- TAREFA 1: Segundo a entrevista sobre o BNDES e a Varig, de quanto foi o aporte de recursos viabilizado pelo banco em novembro do ano passado?
- TAREFA 2: Dê continuidade à entrevista sobre o BNDES e a Varig a partir do ponto em que o trecho termina.

- TRECHO SELECIONADO:
Segundo Fiocca, o banco adotará decisão técnica em relação à
empresa, mas pode vir a financiar
um eventual investidor interessado na compra da empresa.
O banco pretende priorizar neste ano investimentos em inovação
e infra-estrutura. Em junho, o
BNDES vai apresentar um estudo
sobre os setores estratégicos para
o crescimento do país. Veja trechos de sua entrevista à Folha:
Folha - Qual foi o resultado dos
encontros do BNDES com os interessados na Varig?
Demian Fiocca - Temos tido contatos em nível técnico, recebi também uma comitiva de trabalhadores, mas não há nada decidido. O
BNDES não lidera essa questão
nem do ponto de vista do governo
-porque existe a agência regulatória do setor de aviação- nem
do ponto de vista financeiro.
Folha - O BNDES já teve contato
com a situação da Varig ao financiar a compra das ex-subsidiárias
VEM e Varig Log.
Fiocca - O BNDES viabilizou um
aporte de recursos de R$ 150 milhões em novembro do ano passado ajudando no processo de venda da VEM e da Varig Log, mas o
fez emprestando ao comprador,
não à Varig. Efetivamente o comprador até nos pagou antecipadamente. Nossa posição é tratar o
assunto de maneira técnica, dentro da prudência bancária.
Folha - O banco está disposto a financiar um investidor interessado?
Fiocca - Isso é algo que pode
ocorrer. Não há nenhum ônus a
que o BNDES empreste para um
investidor que esteja apto do ponto de vista da qualidade de crédito
a receber recursos do banco. Efetivamente já fizemos isso antes.
Folha - O BNDES ainda traz a imagem de salvador de empresas?
Fiocca - Houve em décadas passadas algum uso de bancos públicos. "A empresa está mal? Manda
no banco público e não paga." Pode ser que tenha ficado essa visão,
como ficou de algumas agências
públicas. A gente tem um histórico de atuação nesse sentido, mas
não vejo como algo recente. Mesmo na gestão Carlos Lessa [primeira metade do governo Lula],
mais associada à idéia de hospital,
não houve nenhum socorro irresponsável para empresas.

- MATERIAL FORNECIDO:
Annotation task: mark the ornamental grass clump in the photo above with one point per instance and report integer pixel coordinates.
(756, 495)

- RESULTADO DO EXERCÍCIO 1: R$ 150 milhões.

- RESULTADO DO EXERCÍCIO 2:
Nesse governo, a linha é combinar boa técnica bancária com
apoio ao desenvolvimento. Não é
ser um banco comercial, que quer
lucro máximo e risco mínimo,
mas é um banco também prudente nos seus empréstimos. A carteira de empréstimos do BNDES
tem classificações de risco que na
soma são melhores do que a carteira média do setor privado.
Folha - Que exemplo o sr. daria
dessa nova atitude do banco?
Fiocca - O apoio ao setor de distribuição de energia, que ficou
fragilizado depois da crise de
2001. O anúncio de que o BNDES
criaria um programa específico e
a recuperação da economia fizeram com que, de uma dezena de
empresas, só uma tenha recorrido
ao programa, a Light. É um sinal
que ajuda a desmistificar a idéia
de que o BNDES vai salvar a empresa. Quando ele entra, é exigente. As outras empresas preferiram
não recorrer porque, se fizéssemos uma debênture, seríamos
duros na negociação.
Folha - E como isso poderia ser
feito no caso da Varig?
Fiocca - O caso da Varig não é
igual ao da distribuição, que foi
um programa para todas as empresas de um setor em crise. A
operação de financiamento para
VEM e Varig Log foi mais específica. O setor de aviação não está
mal, a Varig está. Agimos muito
rápido e evitamos o arresto de 20
a 40 aviões. Uma empresa que está voando com 60 teria dificuldade para se recuperar. Para a Varig,
não dava para emprestar, mas tinha a TAP, que queria comprar e
apresentou garantias. O risco do
Tesouro português é menor do
que o risco Brasil.
Folha - Quais serão as áreas prioritárias do banco na sua gestão?
Fiocca - Inovação e infra-estrutura. A inovação é prioridade ao
longo de toda a cadeia, desde pesquisa e desenvolvimento até a
produção e a venda de máquinas
mais produtivas.
Folha - Quanto o BNDES espera
desembolsar neste ano?
Fiocca - Nossa expectativa é de
crescimento de 20%. O orçamento autorizado é de R$ 60 bilhões,
trabalhamos com a perspectiva de
desembolsar R$ 55 bilhões.
Folha - O banco identifica um novo movimento de modernização da
indústria, mas os desembolsos no
primeiro trimestre caíram 28%.
Fiocca - Estamos diante de um
processo virtuoso de modernização da economia. Vejo o desembolso agregado do primeiro trimestre como um ponto fora da
curva porque não há nada que
permita falar em desaceleração.
As variáveis macroeconômicas
também indicam uma retomada.
Os juros já caíram quatro pontos
percentuais, e, em termos nominais, estamos no patamar mais
baixo desde o início do Real. A
TJLP (Taxa de Juros de Longo
Prazo) entrou em trajetória de redução, de 9,75% para 8,15%, uma
redução significativa. O ambiente
internacional continua positivo.
As turbulências políticas não afetaram a confiança no país, o risco
Brasil e o dólar continuam baixos.
Folha - O banco criou um comitê
de assuntos estratégicos. Qual é o
objetivo?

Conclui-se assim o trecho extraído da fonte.